Stored items from a collection:
=======
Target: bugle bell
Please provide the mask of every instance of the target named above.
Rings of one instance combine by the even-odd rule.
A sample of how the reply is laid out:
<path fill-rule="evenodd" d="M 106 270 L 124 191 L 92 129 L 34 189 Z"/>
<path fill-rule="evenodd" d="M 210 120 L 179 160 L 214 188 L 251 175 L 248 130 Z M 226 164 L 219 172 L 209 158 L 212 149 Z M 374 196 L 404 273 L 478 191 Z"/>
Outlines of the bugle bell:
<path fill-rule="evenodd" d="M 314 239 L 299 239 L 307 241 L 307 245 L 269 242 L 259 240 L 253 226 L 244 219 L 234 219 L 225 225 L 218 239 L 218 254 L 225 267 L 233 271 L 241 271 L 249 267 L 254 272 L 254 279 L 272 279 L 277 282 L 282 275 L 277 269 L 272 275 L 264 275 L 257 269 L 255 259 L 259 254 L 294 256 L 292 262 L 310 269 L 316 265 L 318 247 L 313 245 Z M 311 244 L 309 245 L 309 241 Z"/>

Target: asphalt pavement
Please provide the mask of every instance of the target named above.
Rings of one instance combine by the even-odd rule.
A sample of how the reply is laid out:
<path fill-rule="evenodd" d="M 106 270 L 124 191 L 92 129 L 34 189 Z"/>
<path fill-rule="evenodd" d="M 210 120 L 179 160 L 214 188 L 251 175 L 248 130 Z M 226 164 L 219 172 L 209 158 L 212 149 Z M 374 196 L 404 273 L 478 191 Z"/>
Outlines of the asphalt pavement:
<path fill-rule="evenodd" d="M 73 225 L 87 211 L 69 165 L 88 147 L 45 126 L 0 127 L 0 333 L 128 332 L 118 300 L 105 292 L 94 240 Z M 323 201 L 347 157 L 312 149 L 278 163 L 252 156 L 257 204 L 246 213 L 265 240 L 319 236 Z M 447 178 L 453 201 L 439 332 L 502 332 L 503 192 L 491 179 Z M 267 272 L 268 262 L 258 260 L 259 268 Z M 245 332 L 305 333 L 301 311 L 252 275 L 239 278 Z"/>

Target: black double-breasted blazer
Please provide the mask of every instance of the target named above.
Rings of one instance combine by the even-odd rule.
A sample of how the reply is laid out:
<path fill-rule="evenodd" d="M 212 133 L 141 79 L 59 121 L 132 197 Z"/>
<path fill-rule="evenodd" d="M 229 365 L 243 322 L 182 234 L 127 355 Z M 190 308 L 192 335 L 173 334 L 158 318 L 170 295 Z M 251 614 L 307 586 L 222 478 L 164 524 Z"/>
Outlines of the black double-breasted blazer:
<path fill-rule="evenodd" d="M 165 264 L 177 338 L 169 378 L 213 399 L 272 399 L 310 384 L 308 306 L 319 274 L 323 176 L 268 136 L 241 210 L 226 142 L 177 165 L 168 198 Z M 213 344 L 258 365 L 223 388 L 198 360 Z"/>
=======
## Exercise directions
Reproduce all of the data above, substituting "Return" for every occurrence of "Please provide" and leaving everything else untouched.

## Exercise solution
Target: bugle bell
Return the mask of every instance of the target named above.
Rings of one instance combine by the even-odd rule.
A sample of how the reply is laid out:
<path fill-rule="evenodd" d="M 106 270 L 124 191 L 92 129 L 34 189 Z"/>
<path fill-rule="evenodd" d="M 210 120 L 179 160 L 214 188 L 251 175 L 248 130 Z M 226 164 L 219 172 L 209 158 L 212 149 Z M 374 196 L 404 273 L 478 191 Z"/>
Outlines of the bugle bell:
<path fill-rule="evenodd" d="M 314 239 L 299 239 L 307 241 L 307 245 L 269 242 L 259 240 L 253 226 L 244 219 L 234 219 L 225 225 L 218 239 L 218 254 L 225 267 L 233 271 L 241 271 L 249 267 L 254 272 L 254 279 L 272 279 L 277 282 L 282 275 L 277 269 L 272 275 L 264 275 L 257 269 L 255 259 L 259 254 L 294 256 L 292 262 L 310 269 L 316 265 L 318 247 L 313 245 Z M 311 244 L 309 245 L 309 241 Z"/>

Target: asphalt pavement
Return the mask of every instance of the target named above.
Rings of one instance combine by the even-odd rule.
A sample of how the reply is laid out:
<path fill-rule="evenodd" d="M 106 270 L 124 191 L 92 129 L 34 189 Z"/>
<path fill-rule="evenodd" d="M 210 120 L 179 160 L 214 188 L 251 175 L 248 130 Z M 226 164 L 219 172 L 209 158 L 212 149 Z M 374 196 L 404 273 L 478 191 Z"/>
Outlines of the asphalt pavement:
<path fill-rule="evenodd" d="M 73 225 L 87 211 L 69 165 L 88 147 L 45 126 L 0 127 L 0 333 L 128 332 L 118 300 L 105 292 L 94 240 Z M 323 201 L 347 157 L 312 149 L 278 163 L 252 156 L 257 204 L 246 213 L 265 240 L 319 236 Z M 447 178 L 453 201 L 439 332 L 502 332 L 503 192 L 491 179 Z M 267 272 L 268 262 L 258 260 L 259 268 Z M 245 332 L 305 333 L 301 311 L 252 275 L 239 278 Z"/>

Target: black double-breasted blazer
Return the mask of every instance of the target named above.
Rings of one instance combine by the even-odd rule.
A sample of how the reply is laid out:
<path fill-rule="evenodd" d="M 212 133 L 141 79 L 59 121 L 132 197 Z"/>
<path fill-rule="evenodd" d="M 229 365 L 243 322 L 182 234 L 127 355 Z M 190 308 L 192 335 L 173 334 L 158 318 L 170 295 Z M 251 614 L 307 586 L 222 478 L 164 524 Z"/>
Outlines of the black double-breasted blazer:
<path fill-rule="evenodd" d="M 165 264 L 177 338 L 169 378 L 213 399 L 272 399 L 310 384 L 308 306 L 319 274 L 323 176 L 268 136 L 241 210 L 226 142 L 177 165 L 168 198 Z M 213 344 L 258 365 L 223 388 L 198 360 Z"/>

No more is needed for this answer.